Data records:
*****

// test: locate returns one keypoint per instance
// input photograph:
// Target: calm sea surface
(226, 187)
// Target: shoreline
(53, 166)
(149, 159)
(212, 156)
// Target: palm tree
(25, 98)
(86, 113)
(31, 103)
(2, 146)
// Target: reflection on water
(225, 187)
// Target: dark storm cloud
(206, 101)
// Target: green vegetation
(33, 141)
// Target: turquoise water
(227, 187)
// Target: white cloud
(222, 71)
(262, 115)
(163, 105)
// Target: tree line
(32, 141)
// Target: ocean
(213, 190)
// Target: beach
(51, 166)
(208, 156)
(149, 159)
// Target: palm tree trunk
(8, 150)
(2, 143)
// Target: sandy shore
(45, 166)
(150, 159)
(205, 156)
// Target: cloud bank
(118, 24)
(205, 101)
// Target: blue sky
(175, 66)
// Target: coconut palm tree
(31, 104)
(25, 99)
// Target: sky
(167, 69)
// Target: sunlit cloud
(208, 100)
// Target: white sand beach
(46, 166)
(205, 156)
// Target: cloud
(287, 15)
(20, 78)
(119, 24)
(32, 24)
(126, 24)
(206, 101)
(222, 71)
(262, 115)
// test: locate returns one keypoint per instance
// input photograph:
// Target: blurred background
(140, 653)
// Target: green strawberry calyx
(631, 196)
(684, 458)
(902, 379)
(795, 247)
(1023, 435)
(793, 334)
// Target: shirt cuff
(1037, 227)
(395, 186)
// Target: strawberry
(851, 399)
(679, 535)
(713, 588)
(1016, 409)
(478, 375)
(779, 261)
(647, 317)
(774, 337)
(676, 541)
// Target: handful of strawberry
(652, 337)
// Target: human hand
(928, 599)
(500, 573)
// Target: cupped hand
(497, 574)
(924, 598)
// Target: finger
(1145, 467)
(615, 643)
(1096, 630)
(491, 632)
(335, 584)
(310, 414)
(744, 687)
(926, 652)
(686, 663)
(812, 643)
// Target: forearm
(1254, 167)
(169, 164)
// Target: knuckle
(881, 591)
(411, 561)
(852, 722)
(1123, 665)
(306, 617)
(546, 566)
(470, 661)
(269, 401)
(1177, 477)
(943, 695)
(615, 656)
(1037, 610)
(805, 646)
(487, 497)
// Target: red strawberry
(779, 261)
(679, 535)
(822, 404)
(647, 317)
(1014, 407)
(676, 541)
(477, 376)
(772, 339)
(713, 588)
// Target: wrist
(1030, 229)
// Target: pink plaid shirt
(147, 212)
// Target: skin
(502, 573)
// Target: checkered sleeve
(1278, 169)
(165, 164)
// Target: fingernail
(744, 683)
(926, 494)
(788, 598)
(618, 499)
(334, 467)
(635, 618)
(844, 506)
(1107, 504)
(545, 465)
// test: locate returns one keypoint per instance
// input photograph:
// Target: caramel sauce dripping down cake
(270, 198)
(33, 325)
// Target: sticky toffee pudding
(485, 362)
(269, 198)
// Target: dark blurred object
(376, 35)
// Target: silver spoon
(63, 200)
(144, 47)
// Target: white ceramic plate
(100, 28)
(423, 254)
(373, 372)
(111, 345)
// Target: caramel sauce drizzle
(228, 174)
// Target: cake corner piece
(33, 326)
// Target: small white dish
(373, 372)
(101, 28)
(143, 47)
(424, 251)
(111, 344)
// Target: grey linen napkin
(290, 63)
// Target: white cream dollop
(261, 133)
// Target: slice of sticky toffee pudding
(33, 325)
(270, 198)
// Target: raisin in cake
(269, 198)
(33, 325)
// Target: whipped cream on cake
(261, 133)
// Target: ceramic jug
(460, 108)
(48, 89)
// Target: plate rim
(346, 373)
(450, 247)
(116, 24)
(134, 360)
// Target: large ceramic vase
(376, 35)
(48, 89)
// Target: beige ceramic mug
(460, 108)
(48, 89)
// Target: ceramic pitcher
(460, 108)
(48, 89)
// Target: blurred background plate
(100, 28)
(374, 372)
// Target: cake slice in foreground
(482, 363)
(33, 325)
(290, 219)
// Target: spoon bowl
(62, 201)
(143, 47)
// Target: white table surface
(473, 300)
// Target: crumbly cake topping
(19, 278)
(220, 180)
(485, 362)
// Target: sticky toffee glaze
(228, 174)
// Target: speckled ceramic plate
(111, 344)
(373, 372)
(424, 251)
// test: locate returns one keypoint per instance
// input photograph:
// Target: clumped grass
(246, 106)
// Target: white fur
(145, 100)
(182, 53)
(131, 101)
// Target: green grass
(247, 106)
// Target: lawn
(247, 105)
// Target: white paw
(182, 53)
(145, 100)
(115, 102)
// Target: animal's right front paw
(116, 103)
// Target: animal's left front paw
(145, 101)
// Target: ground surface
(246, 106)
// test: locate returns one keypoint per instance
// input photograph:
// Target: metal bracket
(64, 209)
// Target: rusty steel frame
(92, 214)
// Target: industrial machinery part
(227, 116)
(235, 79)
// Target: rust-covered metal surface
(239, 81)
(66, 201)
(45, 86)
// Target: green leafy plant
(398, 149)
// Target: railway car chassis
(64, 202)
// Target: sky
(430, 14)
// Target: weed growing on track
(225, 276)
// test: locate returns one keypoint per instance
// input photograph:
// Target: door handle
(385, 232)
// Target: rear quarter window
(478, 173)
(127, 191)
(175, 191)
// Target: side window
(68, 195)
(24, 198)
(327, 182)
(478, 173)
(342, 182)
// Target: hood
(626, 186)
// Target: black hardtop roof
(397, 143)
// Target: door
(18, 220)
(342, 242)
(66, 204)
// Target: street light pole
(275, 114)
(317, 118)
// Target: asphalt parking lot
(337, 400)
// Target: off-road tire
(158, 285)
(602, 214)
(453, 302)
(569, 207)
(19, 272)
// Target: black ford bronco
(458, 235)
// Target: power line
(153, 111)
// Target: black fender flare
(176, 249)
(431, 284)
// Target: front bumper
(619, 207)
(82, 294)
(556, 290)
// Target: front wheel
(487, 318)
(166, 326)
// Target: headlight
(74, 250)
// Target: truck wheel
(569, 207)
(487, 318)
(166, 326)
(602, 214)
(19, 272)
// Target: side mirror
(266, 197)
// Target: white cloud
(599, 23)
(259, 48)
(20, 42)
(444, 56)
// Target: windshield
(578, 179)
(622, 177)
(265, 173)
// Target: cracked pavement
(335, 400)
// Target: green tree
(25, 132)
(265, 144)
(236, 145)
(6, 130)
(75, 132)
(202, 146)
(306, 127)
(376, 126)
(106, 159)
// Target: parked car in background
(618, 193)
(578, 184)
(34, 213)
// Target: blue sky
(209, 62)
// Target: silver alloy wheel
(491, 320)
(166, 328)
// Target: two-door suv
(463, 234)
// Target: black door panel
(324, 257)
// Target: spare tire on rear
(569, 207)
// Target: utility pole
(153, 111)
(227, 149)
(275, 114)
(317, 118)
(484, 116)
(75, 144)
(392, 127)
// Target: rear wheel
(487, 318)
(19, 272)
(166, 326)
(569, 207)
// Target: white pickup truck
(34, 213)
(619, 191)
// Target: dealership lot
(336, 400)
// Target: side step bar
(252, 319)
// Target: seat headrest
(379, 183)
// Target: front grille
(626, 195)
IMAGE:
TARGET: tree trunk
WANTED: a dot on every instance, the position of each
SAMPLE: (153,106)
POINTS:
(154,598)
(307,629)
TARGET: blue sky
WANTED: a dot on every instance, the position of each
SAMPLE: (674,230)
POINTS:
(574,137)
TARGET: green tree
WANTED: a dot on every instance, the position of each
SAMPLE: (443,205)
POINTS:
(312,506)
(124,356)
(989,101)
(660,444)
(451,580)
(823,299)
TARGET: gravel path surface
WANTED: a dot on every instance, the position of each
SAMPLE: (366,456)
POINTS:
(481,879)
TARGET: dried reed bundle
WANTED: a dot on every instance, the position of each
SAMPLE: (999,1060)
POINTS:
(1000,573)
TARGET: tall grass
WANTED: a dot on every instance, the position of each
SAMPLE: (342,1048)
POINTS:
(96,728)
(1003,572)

*****

▶ TASK
A copy of each line above that holds the word "SAMPLE" is the expected answer.

▶ TASK SOLUTION
SAMPLE: (153,106)
SAMPLE: (674,230)
SAMPLE: (443,205)
SAMPLE: (366,456)
SAMPLE: (999,1060)
SAMPLE: (342,1048)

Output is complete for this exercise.